• SOURCE EXTRACT:
_ _ _ _ _ _ _

FIG. 7 is a graphical representation of the acoustic energy output generated by the acoustic modulator utilizing the double valve mechanism of the present invention;

FIG. 8 is a graphical representation illustrating air consumption versus percent of modulation for the prior art valve mechanism; and

FIG. 9 is a graphical representation illustrating air consumption versus percent of modulation for the valve mechanism of the present invention;

DETAILED DESCRIPTION OF THE PREFERRED EMBODIMENT

The preferred embodiment of the present invention will now be discussed in some detail in conjunction with all of the figures of the drawings wherein like parts are designated by like reference numerals insofar as it is possible and practical to do so.

Referring first to FIG. 1, there is shown an acoustic modulator 10 which has an inlet port 11 connected by a hose 12 to a source 13, which provides dry air to modulator 10 at 25 to 50 psi. Acoustic modulator 10, in turn, modulates the air and provides at an outlet port 14 connected to a horn 15 a high intensity acoustic energy waveform.

Referring now to FIGS. 1, 2 and 3, there is shown a sectional view of a prior art valve mechanism 16 for use with acoustic modulator 10. Valve mechanism 16 comprises a pair of cylindrical shaped members 17 and 18 with member 17 being positioned within member 18. Cylindrical shaped member 17 is attached to a cone shaped support member 19 which has an aperture 20 through which a mounting bolt 21 passes so as to secure member 13 in a fixed position to acoustic modulator 10.

Cylindrical shaped member 18 is, in turn, secured to a mounting ring 23 by a flexible material 25 which allows movement of member 18 within a gap 27 located between a circular shaped permanent magnet 29 of acoustic modulator 10 and a mounting member 30 positioned circumferentially around magnet 29. A plurality of mounting bolts 31 secure ring 23 to mounting member 30 of acoustic modulator 10.

_ _ _ _ _ _ _

• Raw records:

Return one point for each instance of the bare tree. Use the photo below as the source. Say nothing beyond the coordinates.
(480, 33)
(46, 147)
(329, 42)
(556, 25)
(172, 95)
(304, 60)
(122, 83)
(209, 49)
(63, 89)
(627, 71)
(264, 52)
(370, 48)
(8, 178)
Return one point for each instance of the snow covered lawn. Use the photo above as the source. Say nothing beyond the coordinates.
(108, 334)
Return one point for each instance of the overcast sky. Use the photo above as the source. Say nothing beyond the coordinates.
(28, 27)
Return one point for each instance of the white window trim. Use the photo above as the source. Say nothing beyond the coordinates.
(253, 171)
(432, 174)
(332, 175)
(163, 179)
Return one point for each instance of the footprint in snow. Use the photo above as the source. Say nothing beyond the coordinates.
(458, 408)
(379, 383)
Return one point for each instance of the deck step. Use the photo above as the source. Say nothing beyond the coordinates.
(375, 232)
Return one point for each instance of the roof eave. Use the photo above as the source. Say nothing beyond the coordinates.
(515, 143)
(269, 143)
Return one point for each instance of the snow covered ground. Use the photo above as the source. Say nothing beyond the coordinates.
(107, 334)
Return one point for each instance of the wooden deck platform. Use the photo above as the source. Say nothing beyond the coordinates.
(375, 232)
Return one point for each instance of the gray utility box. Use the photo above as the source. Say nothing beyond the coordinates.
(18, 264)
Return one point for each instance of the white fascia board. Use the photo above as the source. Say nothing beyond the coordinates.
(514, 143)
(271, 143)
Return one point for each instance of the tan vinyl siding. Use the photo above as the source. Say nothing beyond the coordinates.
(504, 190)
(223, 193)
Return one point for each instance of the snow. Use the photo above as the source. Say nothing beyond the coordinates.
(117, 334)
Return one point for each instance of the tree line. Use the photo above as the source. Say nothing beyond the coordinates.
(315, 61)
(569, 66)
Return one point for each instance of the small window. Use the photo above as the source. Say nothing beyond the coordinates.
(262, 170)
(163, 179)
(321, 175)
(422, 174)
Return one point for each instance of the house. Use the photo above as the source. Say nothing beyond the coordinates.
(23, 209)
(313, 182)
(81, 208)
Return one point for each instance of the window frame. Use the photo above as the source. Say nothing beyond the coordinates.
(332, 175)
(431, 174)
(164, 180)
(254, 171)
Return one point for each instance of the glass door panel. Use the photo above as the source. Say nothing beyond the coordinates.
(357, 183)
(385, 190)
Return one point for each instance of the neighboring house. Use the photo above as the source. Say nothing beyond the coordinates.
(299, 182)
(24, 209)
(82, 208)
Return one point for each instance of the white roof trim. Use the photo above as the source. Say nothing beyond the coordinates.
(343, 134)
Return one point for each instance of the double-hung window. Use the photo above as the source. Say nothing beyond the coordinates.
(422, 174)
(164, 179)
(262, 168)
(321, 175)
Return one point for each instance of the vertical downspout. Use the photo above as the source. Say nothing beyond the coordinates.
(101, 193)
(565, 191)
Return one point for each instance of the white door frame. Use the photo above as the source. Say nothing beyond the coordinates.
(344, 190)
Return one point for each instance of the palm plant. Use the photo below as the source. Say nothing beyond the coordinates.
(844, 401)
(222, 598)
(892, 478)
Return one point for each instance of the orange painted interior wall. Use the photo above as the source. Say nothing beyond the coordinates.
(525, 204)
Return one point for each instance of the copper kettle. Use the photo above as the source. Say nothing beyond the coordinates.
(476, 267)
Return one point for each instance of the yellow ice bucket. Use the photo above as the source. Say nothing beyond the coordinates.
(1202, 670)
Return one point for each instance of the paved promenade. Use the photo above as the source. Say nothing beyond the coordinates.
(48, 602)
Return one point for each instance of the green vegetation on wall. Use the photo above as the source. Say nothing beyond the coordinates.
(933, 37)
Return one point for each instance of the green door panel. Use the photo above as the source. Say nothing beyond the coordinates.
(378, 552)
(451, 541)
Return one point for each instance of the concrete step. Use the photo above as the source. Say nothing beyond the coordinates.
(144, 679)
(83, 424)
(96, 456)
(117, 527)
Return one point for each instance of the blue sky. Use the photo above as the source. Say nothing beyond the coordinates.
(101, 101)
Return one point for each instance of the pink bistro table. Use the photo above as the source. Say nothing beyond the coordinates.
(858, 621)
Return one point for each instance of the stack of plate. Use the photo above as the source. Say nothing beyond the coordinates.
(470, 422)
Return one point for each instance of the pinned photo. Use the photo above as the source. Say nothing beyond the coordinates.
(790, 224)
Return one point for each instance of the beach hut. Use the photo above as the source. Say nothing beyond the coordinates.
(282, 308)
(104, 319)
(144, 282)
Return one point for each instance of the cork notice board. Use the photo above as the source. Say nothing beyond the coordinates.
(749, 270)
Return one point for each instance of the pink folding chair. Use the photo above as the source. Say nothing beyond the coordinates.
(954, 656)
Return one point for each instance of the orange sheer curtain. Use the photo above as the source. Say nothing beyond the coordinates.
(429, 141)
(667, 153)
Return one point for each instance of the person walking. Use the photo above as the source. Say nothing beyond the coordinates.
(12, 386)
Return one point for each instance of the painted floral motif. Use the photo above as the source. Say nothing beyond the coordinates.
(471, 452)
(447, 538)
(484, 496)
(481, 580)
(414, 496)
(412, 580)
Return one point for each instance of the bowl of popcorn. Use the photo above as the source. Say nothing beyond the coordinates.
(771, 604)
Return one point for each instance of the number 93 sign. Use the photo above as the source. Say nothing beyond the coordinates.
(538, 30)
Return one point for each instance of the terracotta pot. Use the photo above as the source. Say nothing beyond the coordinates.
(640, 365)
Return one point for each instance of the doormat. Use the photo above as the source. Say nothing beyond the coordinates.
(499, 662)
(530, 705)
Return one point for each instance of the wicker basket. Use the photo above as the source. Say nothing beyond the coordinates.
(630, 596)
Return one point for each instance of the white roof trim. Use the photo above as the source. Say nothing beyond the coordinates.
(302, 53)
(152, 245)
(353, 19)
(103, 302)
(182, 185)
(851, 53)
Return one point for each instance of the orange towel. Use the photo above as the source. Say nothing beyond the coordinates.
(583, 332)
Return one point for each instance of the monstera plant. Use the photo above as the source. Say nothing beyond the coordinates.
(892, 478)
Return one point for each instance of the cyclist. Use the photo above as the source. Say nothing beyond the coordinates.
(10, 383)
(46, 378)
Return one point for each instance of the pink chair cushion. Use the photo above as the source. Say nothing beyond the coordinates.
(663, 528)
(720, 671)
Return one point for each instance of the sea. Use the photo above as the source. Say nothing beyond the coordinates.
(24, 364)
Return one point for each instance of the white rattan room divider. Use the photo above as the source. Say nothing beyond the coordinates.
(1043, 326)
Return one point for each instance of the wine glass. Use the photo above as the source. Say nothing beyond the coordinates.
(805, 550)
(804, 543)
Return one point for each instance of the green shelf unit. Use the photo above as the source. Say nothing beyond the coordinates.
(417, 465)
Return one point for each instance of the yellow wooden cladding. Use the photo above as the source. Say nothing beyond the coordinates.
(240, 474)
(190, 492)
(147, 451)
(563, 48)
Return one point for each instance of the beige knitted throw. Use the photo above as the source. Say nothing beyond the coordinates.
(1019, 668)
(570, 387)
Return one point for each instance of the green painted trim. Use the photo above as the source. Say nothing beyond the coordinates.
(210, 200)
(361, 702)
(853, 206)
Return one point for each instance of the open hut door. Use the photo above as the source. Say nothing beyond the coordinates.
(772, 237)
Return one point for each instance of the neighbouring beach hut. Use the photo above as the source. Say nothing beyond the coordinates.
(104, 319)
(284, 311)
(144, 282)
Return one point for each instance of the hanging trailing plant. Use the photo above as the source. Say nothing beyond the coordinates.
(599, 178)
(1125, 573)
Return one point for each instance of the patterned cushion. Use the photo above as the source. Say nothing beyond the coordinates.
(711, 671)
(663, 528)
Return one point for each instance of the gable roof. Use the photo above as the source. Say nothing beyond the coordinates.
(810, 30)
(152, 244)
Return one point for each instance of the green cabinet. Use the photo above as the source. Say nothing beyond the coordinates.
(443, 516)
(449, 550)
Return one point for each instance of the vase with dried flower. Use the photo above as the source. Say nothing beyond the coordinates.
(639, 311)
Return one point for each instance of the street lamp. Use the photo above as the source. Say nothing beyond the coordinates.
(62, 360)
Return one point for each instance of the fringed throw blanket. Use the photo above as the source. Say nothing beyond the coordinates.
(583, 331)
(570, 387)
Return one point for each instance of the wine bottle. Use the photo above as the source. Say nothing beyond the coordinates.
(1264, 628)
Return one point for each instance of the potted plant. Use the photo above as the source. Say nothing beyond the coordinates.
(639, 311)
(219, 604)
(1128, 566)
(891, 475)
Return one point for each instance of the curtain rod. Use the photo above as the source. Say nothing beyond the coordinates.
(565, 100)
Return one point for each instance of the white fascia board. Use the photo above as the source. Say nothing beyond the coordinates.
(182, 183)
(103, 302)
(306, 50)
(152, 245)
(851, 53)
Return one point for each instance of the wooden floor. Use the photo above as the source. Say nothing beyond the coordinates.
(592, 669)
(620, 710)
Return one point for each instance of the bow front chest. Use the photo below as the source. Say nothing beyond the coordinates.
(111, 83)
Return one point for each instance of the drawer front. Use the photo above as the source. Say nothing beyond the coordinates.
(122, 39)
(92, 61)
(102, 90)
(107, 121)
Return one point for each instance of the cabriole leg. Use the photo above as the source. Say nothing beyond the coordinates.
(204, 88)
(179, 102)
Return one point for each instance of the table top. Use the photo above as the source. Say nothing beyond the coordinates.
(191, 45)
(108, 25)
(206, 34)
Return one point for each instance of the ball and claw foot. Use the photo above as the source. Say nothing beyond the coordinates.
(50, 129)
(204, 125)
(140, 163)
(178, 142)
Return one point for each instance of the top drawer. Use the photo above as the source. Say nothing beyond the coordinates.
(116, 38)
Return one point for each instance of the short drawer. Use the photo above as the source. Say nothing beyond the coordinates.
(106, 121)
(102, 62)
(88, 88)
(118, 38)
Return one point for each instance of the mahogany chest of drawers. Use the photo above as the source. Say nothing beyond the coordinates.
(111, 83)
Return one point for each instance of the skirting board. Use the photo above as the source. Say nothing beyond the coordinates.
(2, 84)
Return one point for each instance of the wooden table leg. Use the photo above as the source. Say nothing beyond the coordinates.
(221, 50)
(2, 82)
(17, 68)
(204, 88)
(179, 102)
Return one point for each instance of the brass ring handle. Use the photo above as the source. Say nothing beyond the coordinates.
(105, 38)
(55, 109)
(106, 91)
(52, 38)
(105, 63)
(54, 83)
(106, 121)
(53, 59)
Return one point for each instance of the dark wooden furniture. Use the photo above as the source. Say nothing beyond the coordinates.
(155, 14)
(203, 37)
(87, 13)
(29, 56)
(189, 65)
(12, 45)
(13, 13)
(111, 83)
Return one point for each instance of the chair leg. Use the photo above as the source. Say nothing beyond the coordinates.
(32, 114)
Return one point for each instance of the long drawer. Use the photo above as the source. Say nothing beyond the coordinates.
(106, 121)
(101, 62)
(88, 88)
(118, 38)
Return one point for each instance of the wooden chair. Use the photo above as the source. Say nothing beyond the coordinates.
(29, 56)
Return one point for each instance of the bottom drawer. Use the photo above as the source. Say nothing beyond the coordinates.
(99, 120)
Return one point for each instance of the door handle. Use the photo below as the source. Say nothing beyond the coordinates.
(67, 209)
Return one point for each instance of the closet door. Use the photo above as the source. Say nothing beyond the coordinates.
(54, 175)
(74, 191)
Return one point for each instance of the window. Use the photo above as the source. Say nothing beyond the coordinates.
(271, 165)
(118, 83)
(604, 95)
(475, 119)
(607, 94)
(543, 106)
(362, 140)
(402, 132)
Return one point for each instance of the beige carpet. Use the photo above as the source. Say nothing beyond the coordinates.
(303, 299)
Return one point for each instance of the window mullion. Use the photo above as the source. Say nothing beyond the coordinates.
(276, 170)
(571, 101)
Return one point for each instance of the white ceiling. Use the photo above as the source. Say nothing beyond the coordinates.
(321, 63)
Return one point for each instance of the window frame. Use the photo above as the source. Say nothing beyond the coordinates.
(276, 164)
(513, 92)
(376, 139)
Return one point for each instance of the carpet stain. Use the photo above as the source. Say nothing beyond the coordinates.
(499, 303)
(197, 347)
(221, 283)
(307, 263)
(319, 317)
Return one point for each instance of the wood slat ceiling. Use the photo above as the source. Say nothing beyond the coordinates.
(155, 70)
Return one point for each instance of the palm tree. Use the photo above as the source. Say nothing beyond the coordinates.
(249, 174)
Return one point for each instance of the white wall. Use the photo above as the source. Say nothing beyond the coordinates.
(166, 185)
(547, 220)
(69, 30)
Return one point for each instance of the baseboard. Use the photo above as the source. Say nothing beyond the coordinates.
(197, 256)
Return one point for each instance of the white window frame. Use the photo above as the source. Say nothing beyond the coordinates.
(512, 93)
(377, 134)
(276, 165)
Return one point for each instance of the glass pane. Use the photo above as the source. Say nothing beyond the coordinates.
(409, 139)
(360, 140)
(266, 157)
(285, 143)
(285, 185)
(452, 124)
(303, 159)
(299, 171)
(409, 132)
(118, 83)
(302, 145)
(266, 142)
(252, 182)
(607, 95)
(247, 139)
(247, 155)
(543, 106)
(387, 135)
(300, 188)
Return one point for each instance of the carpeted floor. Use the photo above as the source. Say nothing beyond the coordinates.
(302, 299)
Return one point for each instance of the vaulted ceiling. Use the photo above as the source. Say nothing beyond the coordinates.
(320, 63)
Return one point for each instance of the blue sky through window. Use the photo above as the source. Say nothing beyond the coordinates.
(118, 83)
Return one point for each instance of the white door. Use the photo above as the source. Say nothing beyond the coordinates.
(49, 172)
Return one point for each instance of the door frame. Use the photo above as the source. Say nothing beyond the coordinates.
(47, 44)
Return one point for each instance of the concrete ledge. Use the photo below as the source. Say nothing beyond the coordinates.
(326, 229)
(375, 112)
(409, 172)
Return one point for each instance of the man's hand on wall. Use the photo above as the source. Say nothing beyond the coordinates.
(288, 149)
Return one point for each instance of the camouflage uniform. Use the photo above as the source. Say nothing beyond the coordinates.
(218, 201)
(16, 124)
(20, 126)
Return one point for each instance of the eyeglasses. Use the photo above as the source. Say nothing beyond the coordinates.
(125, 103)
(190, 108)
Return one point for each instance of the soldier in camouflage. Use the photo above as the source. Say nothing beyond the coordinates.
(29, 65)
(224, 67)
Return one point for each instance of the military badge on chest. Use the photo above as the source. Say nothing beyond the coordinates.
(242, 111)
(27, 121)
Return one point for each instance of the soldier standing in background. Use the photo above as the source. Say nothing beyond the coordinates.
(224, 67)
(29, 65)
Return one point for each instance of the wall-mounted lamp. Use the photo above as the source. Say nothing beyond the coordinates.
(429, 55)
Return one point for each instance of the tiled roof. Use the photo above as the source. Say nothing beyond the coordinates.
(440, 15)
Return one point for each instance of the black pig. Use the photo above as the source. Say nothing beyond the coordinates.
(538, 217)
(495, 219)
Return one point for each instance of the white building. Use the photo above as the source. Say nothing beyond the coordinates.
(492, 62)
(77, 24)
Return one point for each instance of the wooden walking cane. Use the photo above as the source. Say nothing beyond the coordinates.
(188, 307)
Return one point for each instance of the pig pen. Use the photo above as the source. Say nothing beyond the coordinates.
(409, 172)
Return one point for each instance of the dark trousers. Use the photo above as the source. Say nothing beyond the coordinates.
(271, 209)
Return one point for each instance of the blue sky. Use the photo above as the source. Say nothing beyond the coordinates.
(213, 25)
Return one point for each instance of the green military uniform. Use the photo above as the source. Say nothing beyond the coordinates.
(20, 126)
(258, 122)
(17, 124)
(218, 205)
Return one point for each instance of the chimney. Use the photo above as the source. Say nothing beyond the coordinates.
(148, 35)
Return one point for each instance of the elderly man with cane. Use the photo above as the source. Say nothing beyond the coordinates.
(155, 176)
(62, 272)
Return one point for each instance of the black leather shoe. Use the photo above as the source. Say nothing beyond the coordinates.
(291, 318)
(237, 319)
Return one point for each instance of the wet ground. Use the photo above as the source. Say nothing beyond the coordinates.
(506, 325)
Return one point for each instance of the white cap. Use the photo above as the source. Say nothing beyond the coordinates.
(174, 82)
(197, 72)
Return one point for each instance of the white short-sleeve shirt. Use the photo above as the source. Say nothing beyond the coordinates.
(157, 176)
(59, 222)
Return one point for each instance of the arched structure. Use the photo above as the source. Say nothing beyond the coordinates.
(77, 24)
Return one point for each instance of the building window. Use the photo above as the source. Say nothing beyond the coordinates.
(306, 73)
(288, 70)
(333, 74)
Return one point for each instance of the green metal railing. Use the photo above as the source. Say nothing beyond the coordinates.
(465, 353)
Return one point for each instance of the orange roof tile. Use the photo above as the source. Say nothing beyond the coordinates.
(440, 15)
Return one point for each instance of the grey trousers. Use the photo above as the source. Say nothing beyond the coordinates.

_ _ _ _ _ _ _

• OBJECTIVES:
a) Do these statements agree with the modulator excerpt? (i) The source supplies dry air to the modulator at 25 to 50 psi. (ii) Cylindrical member 18 sits inside member 17. (iii) FIG. 8 plots air consumption against percent of modulation for the valve mechanism of the present invention. For each statement, answer yes or no and quote the deciding words.
b) Which lines of the records contain the word "trousers"? Collect every one of them.

• ANSWERS BY TASK:
a)
(i) Yes: "which provides dry air to modulator 10 at 25 to 50 psi"
(ii) No: "with member 17 being positioned within member 18"
(iii) No: "FIG. 8 is a graphical representation illustrating air consumption versus percent of modulation for the prior art valve mechanism"

b)
Return one point for each instance of the dark trousers. Use the photo above as the source. Say nothing beyond the coordinates.
Return one point for each instance of the grey trousers. Use the photo above as the source. Say nothing beyond the coordinates.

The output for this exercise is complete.